### AIM
Copy these lines word for word, omitting the pictures.

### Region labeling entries
^^^^^^^^^^^^^^^^
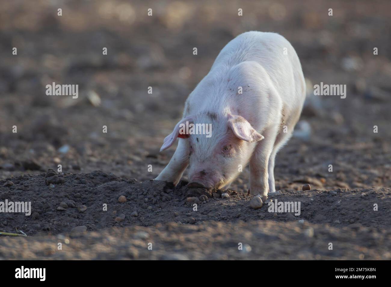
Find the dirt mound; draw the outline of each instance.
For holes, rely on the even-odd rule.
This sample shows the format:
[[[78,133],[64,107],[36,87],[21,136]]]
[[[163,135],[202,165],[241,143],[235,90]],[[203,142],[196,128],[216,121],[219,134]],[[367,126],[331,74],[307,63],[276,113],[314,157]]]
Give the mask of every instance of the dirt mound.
^^^^^^^^^^^^^^^^
### ANSWER TO THIS PROBLEM
Find the dirt mound; draw the outline of each instance.
For holes, rely on the even-odd rule.
This sample shows the format:
[[[78,133],[64,107],[36,87],[21,136]]]
[[[163,135],[202,165],[241,143],[235,90]],[[203,142],[196,128],[216,121],[219,134]],[[367,126],[331,74],[307,63],[276,113],[314,157]]]
Give the mask of every instance of the dirt mound.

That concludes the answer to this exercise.